• **The exercise**: Please lay out every line of the material below as a Markdown table with two columns, Row and Line, giving each row its number and leaving out blank lines.

• **Raw records**:

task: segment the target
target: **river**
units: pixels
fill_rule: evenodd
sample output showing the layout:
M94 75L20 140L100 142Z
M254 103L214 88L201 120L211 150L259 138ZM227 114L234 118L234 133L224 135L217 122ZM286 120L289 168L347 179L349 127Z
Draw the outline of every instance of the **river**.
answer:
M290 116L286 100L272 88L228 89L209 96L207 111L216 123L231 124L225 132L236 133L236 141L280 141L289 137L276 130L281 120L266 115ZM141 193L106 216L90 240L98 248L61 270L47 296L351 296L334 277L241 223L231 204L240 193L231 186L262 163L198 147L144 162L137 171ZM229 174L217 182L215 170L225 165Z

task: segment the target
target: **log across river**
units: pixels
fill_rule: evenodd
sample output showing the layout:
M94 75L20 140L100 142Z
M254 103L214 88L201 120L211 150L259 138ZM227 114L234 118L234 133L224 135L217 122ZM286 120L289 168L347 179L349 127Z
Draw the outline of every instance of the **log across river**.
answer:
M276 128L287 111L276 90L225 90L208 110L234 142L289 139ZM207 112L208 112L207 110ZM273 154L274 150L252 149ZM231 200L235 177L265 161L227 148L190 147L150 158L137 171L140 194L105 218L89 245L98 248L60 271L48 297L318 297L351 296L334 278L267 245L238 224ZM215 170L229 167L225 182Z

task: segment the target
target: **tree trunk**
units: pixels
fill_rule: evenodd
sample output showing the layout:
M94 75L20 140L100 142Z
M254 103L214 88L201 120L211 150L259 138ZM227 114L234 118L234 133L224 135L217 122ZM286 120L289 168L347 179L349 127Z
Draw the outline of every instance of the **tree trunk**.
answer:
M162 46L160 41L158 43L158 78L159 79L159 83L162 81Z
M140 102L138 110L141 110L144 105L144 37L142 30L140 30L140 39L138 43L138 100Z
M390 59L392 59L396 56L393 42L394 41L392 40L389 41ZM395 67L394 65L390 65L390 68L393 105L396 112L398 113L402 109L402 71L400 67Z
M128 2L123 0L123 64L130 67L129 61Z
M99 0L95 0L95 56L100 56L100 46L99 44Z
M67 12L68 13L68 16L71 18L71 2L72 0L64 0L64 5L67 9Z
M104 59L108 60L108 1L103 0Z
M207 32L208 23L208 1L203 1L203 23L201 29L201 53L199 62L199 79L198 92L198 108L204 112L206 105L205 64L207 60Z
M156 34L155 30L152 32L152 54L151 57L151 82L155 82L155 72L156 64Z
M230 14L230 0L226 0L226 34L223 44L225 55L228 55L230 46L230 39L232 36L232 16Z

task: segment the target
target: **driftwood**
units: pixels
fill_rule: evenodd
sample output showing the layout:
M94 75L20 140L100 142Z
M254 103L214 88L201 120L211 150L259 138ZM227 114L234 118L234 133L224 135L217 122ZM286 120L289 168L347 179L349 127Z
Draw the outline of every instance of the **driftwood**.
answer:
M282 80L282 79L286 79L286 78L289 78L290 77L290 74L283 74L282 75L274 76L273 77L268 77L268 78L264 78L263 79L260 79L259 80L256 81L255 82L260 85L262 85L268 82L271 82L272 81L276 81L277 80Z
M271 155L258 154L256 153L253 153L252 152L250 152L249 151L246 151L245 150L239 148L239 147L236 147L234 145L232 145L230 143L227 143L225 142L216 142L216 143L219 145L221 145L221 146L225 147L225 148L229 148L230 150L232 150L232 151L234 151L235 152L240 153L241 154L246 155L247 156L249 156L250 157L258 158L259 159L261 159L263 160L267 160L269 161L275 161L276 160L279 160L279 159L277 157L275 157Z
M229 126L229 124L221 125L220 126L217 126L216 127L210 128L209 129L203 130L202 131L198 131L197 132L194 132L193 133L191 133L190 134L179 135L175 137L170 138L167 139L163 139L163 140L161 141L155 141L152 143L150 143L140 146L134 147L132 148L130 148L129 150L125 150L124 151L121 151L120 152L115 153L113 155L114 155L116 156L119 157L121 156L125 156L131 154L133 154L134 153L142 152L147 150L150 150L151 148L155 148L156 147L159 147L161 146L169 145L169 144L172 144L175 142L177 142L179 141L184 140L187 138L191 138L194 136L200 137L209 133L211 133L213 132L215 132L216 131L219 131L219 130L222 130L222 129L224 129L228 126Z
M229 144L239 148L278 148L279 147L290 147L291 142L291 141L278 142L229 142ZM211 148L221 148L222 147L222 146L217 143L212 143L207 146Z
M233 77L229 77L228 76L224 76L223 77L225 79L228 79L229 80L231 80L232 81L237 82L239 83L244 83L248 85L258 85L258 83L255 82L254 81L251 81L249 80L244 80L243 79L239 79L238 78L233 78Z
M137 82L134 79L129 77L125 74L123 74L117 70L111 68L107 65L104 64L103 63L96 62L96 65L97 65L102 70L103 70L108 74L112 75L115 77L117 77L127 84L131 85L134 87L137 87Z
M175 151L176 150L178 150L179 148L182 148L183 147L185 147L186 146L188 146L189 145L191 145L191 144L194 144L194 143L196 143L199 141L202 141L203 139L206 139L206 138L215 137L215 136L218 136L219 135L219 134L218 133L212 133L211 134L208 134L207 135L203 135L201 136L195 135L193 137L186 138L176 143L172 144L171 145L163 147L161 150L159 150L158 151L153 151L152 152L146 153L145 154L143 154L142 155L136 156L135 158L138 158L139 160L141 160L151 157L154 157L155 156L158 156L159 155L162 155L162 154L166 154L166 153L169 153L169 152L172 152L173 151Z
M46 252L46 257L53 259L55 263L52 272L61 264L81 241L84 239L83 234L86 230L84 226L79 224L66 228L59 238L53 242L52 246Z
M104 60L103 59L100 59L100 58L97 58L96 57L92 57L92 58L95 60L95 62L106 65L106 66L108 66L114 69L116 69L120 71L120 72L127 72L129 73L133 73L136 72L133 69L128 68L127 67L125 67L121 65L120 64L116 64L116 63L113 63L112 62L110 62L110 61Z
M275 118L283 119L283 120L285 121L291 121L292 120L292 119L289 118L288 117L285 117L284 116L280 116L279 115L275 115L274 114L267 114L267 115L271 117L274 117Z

• **Full solution**:
| Row | Line |
|---|---|
| 1 | task: segment the target |
| 2 | target: **river** |
| 3 | units: pixels |
| 4 | fill_rule: evenodd |
| 5 | sample output showing the layout: |
| 6 | M94 75L20 140L100 142Z |
| 7 | M254 103L214 88L201 120L211 150L259 138ZM227 114L234 118L234 133L224 135L217 122ZM286 120L289 168L347 179L349 127Z |
| 8 | Draw the outline of every instance of the **river**. |
| 9 | answer: |
| 10 | M290 116L286 100L272 88L228 89L209 96L207 111L216 123L231 124L225 132L236 133L236 141L280 141L289 137L276 130L281 120L266 115ZM141 193L106 216L90 240L98 248L61 270L47 296L351 296L334 277L241 223L231 204L240 193L231 186L262 163L198 147L144 162L137 171ZM229 174L217 182L215 170L225 165Z |
| 11 | task: segment the target |
| 12 | target: **log across river** |
| 13 | units: pixels |
| 14 | fill_rule: evenodd |
| 15 | sample output showing the layout: |
| 16 | M94 75L20 140L100 142Z |
| 17 | M254 103L214 88L201 120L211 150L259 138ZM227 114L234 118L234 133L224 135L217 122ZM286 120L289 168L347 179L349 127Z |
| 18 | Draw the outline of every instance of the **log across river**. |
| 19 | answer: |
| 20 | M276 128L287 111L276 90L225 90L208 110L234 142L289 139ZM207 112L208 112L207 110ZM273 154L274 150L252 149ZM231 200L235 177L265 161L227 148L190 147L150 158L137 171L140 194L105 218L89 245L98 248L60 271L48 297L318 297L351 296L334 278L267 245L238 224ZM215 170L229 167L225 182Z |
| 21 | task: segment the target |
| 22 | target: **tree trunk** |
| 23 | units: pixels |
| 24 | fill_rule: evenodd |
| 25 | sample output showing the layout: |
| 26 | M94 75L20 140L100 142Z |
| 27 | M254 103L214 88L201 120L211 150L259 138ZM227 114L234 118L234 133L224 135L217 122ZM286 120L289 168L347 179L349 127Z |
| 28 | Draw the outline of every instance of the **tree trunk**. |
| 29 | answer: |
| 30 | M162 46L160 41L158 43L158 78L159 79L159 83L162 81Z |
| 31 | M140 102L138 110L141 110L144 105L144 37L142 30L140 30L140 39L138 43L138 100Z |
| 32 | M390 59L392 59L396 56L393 42L394 41L392 40L389 41ZM395 67L394 65L390 65L390 68L393 105L396 112L398 113L402 109L402 71L400 67Z |
| 33 | M128 2L123 0L123 64L130 67L129 61Z |
| 34 | M99 0L95 0L95 56L100 56L100 46L99 44Z |
| 35 | M67 12L68 13L68 16L71 18L71 2L72 0L64 0L64 5L67 9Z |
| 36 | M104 59L108 60L108 1L103 0Z |
| 37 | M207 32L208 23L208 1L203 1L203 23L201 29L201 53L199 62L199 79L198 92L198 108L204 112L206 105L205 64L207 60Z |
| 38 | M156 34L155 30L152 32L152 54L151 57L151 82L155 82L155 72L156 64Z |
| 39 | M230 14L230 0L226 0L226 34L223 44L225 55L228 55L230 46L230 39L232 36L232 16Z |
| 40 | task: segment the target |
| 41 | target: **driftwood** |
| 42 | units: pixels |
| 43 | fill_rule: evenodd |
| 44 | sample output showing the layout: |
| 45 | M94 75L20 140L100 142Z |
| 46 | M254 103L214 88L201 120L211 150L259 138ZM227 114L234 118L234 133L224 135L217 122ZM286 120L289 168L347 179L349 127Z |
| 47 | Draw the outline of every instance of the **driftwood**. |
| 48 | answer: |
| 49 | M282 80L282 79L286 79L286 78L289 78L290 77L290 74L283 74L282 75L274 76L273 77L268 77L268 78L264 78L263 79L260 79L259 80L256 81L255 82L260 85L262 85L268 82L271 82L272 81L276 81L277 80Z |
| 50 | M271 155L258 154L256 153L253 153L252 152L250 152L249 151L246 151L245 150L239 148L239 147L236 147L234 145L232 145L230 143L227 143L225 142L216 142L216 143L219 145L221 145L221 146L225 147L225 148L229 148L230 150L232 150L232 151L234 151L235 152L240 153L241 154L246 155L247 156L249 156L250 157L258 158L259 159L261 159L263 160L267 160L269 161L275 161L276 160L279 160L279 159L277 157L275 157Z |
| 51 | M229 126L229 124L221 125L220 126L217 126L216 127L210 128L209 129L203 130L202 131L198 131L197 132L194 132L193 133L191 133L190 134L179 135L175 137L170 138L167 139L163 139L163 140L161 141L155 141L152 143L150 143L140 146L134 147L132 148L130 148L129 150L125 150L124 151L121 151L120 152L115 153L113 155L114 155L116 156L119 157L121 156L125 156L131 154L133 154L134 153L142 152L147 150L150 150L151 148L155 148L156 147L159 147L161 146L169 145L169 144L172 144L175 142L177 142L179 141L184 140L187 138L191 138L194 136L200 137L209 133L211 133L213 132L215 132L216 131L219 131L219 130L222 130L222 129L224 129L228 126Z |
| 52 | M229 144L239 148L278 148L279 147L290 147L291 142L291 141L278 142L229 142ZM211 148L221 148L222 147L222 146L217 143L212 143L207 146Z |
| 53 | M233 77L229 77L228 76L224 76L223 77L225 79L228 79L229 80L231 80L232 81L237 82L239 83L244 83L248 85L258 85L258 83L255 82L254 81L251 81L249 80L244 80L243 79L239 79L238 78L233 78Z |
| 54 | M137 82L134 79L129 77L125 74L123 74L117 70L111 68L107 65L104 64L103 63L96 62L96 65L97 65L102 70L103 70L108 74L112 75L115 77L117 77L127 84L131 85L134 87L137 87Z |
| 55 | M175 151L176 150L178 150L179 148L182 148L183 147L185 147L186 146L188 146L189 145L191 145L191 144L194 144L194 143L196 143L199 141L202 141L203 139L206 139L206 138L215 137L215 136L218 136L219 135L219 134L218 133L212 133L211 134L208 134L207 135L203 135L201 136L195 135L193 137L186 138L176 143L172 144L171 145L163 147L161 150L159 150L158 151L153 151L152 152L146 153L145 154L143 154L142 155L136 156L135 158L138 158L139 160L141 160L151 157L154 157L155 156L158 156L159 155L162 155L162 154L166 154L166 153L169 153L169 152L172 152L173 151Z |
| 56 | M46 252L46 257L53 259L55 263L52 272L61 264L81 241L84 239L83 234L86 230L84 226L79 224L66 228L59 238L53 242L52 246Z |
| 57 | M104 60L103 59L100 59L100 58L97 58L96 57L92 57L92 58L95 60L95 62L106 65L106 66L108 66L114 69L116 69L120 71L120 72L127 72L129 73L133 73L136 72L133 69L128 68L127 67L125 67L121 65L120 64L116 64L116 63L113 63L112 62L110 62L110 61Z |
| 58 | M275 118L283 119L283 120L285 121L291 121L292 120L292 119L289 118L288 117L285 117L284 116L280 116L279 115L275 115L274 114L267 114L267 115L271 117L274 117Z |